Passage to read:

I was driving back from the supermarket yesterday when I had to pull over to let a fire truck get past me on the way to some emergency and it reminded me of one of the places my sister Marlene used to live in. This ordinarily wouldn’t be noteworthy but, my sister was just 24 years old cohabitating with our crazy 62 year old aunt in an Adult 55-and-over community at the time.
Something is definitely off track when you’re not yet feeling your late-twenties angst but your housemate is collecting Social Security; that’s no longer a roommate situation – it’s a sitcom.
My aunt Wink has shocking red hair, weighs less than most stick figures I’ve drawn, and once upon a fine summer day had to be tucked under my sister-in-law’s arm like a purse and carried out of HER own going-away party. That’s not even the most random thing about her: She’s a hairdresser yet doesn’t own a set of eyebrows. I tell you, her forehead is bare as a baby’s bottom! Try rolling your eyes at something ridiculous and when you look up – there’s not a stitch of hair in sight, just a vast wasteland. I’m not sure if they were too expensive and she’s on a tight budget or if she was the victim of a hit-and-run but somebody should dial 911 because there was a crime committed for sure. I never really thought that the Great Long Island Eyebrow Shortage of 1995 was a real epidemic, but I’m starting to reconsider my position. To combat this follicular dilemma, she uses a red crayon to color in where the eyebrows used to rest their weary souls. She has to be careful in the summer though – one wrong swipe of a sweaty forehead and she’ll be mistaken for Homey the Clown again! That being said, she is hysterical and was a perfect roommate for my sister Marlene, because crazy radiates towards crazy and those two were like magnets.

Dataset entries:
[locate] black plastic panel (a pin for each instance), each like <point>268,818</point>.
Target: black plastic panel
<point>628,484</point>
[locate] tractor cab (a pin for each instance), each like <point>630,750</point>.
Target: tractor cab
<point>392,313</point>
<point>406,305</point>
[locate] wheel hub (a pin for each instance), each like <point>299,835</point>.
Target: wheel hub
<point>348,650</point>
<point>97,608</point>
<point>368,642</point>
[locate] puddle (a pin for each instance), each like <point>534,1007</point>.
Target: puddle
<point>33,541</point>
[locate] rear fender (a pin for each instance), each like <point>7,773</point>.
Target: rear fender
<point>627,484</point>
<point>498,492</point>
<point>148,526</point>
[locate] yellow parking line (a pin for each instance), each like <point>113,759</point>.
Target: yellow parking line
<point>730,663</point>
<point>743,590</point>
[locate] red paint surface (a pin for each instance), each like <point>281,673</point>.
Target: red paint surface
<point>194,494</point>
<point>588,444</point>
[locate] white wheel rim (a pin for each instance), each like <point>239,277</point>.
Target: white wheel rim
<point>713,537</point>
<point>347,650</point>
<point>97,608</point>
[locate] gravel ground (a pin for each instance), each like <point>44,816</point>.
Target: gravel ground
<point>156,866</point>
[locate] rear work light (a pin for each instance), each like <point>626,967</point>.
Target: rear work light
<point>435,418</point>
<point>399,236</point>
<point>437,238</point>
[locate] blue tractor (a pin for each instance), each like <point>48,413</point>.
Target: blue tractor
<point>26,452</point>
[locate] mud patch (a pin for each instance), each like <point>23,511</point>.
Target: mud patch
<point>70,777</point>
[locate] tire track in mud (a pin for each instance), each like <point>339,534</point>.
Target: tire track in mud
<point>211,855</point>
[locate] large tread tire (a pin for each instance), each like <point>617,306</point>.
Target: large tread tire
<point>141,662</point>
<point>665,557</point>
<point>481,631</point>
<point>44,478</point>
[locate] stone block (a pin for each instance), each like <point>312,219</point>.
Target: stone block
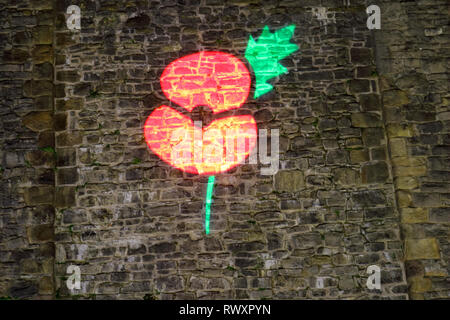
<point>68,76</point>
<point>366,120</point>
<point>46,139</point>
<point>414,215</point>
<point>38,195</point>
<point>42,53</point>
<point>359,86</point>
<point>346,177</point>
<point>69,139</point>
<point>65,197</point>
<point>419,284</point>
<point>418,249</point>
<point>361,55</point>
<point>370,102</point>
<point>43,71</point>
<point>38,121</point>
<point>67,176</point>
<point>404,198</point>
<point>395,98</point>
<point>35,88</point>
<point>69,104</point>
<point>289,181</point>
<point>396,130</point>
<point>375,173</point>
<point>40,233</point>
<point>40,158</point>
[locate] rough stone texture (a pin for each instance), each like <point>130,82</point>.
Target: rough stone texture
<point>26,153</point>
<point>363,155</point>
<point>415,93</point>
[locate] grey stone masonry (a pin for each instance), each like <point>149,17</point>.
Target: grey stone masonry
<point>364,152</point>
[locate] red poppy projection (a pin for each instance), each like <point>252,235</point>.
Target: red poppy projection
<point>209,78</point>
<point>220,81</point>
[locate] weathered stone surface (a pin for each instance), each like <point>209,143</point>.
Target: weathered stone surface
<point>365,120</point>
<point>136,224</point>
<point>38,121</point>
<point>38,195</point>
<point>346,177</point>
<point>373,173</point>
<point>395,98</point>
<point>289,181</point>
<point>422,249</point>
<point>40,233</point>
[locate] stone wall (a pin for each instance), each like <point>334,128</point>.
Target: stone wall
<point>412,58</point>
<point>363,155</point>
<point>27,150</point>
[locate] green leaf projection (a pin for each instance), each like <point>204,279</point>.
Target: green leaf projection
<point>264,56</point>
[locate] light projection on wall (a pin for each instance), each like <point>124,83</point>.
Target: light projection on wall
<point>222,82</point>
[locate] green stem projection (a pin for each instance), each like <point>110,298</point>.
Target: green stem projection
<point>264,56</point>
<point>208,202</point>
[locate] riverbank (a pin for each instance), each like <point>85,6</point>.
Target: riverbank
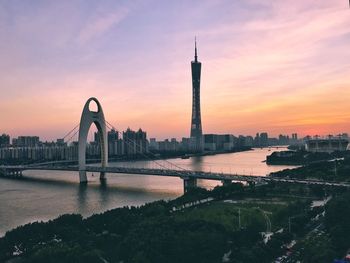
<point>155,155</point>
<point>227,227</point>
<point>44,195</point>
<point>302,157</point>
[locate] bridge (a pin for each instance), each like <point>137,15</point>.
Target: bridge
<point>189,177</point>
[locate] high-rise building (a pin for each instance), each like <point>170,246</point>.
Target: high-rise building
<point>196,123</point>
<point>4,140</point>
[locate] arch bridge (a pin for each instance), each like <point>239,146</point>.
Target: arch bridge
<point>89,117</point>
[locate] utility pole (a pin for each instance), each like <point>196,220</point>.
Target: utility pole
<point>239,218</point>
<point>289,225</point>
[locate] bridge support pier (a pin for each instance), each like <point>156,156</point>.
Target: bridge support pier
<point>226,182</point>
<point>189,183</point>
<point>102,176</point>
<point>82,177</point>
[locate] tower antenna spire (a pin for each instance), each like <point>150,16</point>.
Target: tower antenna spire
<point>195,49</point>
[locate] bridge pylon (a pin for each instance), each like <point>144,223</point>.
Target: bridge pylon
<point>87,118</point>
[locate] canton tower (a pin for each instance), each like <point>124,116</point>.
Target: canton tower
<point>196,125</point>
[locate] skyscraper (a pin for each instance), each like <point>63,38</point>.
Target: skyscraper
<point>196,124</point>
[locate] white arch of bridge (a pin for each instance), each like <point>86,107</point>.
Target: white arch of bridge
<point>87,118</point>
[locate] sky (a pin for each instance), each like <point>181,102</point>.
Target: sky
<point>267,66</point>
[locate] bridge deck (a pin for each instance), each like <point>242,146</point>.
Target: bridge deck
<point>184,174</point>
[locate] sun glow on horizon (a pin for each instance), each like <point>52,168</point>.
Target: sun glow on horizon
<point>279,67</point>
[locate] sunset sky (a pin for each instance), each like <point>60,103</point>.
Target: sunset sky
<point>267,65</point>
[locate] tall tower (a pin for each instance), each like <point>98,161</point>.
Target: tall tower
<point>196,124</point>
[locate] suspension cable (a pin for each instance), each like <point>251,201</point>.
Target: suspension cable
<point>153,154</point>
<point>70,131</point>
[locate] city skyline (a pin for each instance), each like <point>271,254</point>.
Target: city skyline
<point>276,67</point>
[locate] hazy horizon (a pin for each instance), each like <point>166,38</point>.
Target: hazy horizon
<point>277,67</point>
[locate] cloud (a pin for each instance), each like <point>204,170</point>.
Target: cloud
<point>101,24</point>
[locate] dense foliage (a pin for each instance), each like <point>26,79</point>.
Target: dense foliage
<point>206,232</point>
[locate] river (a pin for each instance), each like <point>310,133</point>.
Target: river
<point>44,195</point>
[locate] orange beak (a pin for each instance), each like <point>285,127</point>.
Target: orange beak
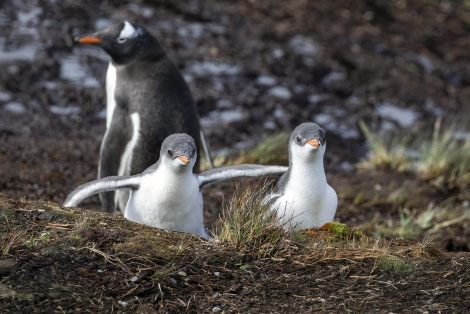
<point>314,142</point>
<point>184,159</point>
<point>90,40</point>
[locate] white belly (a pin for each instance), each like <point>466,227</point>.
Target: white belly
<point>167,203</point>
<point>306,207</point>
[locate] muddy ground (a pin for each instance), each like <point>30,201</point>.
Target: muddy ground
<point>255,68</point>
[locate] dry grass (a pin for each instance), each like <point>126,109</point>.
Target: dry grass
<point>248,222</point>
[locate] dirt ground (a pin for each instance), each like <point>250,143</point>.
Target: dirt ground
<point>274,65</point>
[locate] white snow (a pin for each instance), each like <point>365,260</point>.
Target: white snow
<point>280,92</point>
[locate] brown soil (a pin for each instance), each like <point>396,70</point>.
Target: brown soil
<point>57,260</point>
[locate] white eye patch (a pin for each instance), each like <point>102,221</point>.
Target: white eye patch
<point>128,32</point>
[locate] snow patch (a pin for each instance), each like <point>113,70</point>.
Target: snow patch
<point>280,92</point>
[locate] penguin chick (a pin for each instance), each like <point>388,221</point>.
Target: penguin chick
<point>147,100</point>
<point>302,196</point>
<point>168,194</point>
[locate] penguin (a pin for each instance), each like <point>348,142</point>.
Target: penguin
<point>302,198</point>
<point>167,195</point>
<point>147,100</point>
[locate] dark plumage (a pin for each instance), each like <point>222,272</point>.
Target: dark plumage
<point>148,99</point>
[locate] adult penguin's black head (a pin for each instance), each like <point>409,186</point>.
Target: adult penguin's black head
<point>124,42</point>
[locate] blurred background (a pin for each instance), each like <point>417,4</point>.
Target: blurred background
<point>255,68</point>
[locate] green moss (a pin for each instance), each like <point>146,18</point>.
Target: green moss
<point>341,231</point>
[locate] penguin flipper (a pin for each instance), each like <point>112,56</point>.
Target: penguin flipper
<point>238,171</point>
<point>101,185</point>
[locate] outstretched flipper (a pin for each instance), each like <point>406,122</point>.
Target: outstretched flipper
<point>231,172</point>
<point>101,185</point>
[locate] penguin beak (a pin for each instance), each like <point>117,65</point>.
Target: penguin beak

Work required: Retype the entire anecdote about Aunt Wink and Marlene from above, word for word, with nothing left out or changed.

Output of the task:
I was driving back from the supermarket yesterday when I had to pull over to let a fire truck get past me on the way to some emergency and it reminded me of one of the places my sister Marlene used to live in. This ordinarily wouldn’t be noteworthy but, my sister was just 24 years old cohabitating with our crazy 62 year old aunt in an Adult 55-and-over community at the time.
Something is definitely off track when you’re not yet feeling your late-twenties angst but your housemate is collecting Social Security; that’s no longer a roommate situation – it’s a sitcom.
My aunt Wink has shocking red hair, weighs less than most stick figures I’ve drawn, and once upon a fine summer day had to be tucked under my sister-in-law’s arm like a purse and carried out of HER own going-away party. That’s not even the most random thing about her: She’s a hairdresser yet doesn’t own a set of eyebrows. I tell you, her forehead is bare as a baby’s bottom! Try rolling your eyes at something ridiculous and when you look up – there’s not a stitch of hair in sight, just a vast wasteland. I’m not sure if they were too expensive and she’s on a tight budget or if she was the victim of a hit-and-run but somebody should dial 911 because there was a crime committed for sure. I never really thought that the Great Long Island Eyebrow Shortage of 1995 was a real epidemic, but I’m starting to reconsider my position. To combat this follicular dilemma, she uses a red crayon to color in where the eyebrows used to rest their weary souls. She has to be careful in the summer though – one wrong swipe of a sweaty forehead and she’ll be mistaken for Homey the Clown again! That being said, she is hysterical and was a perfect roommate for my sister Marlene, because crazy radiates towards crazy and those two were like magnets.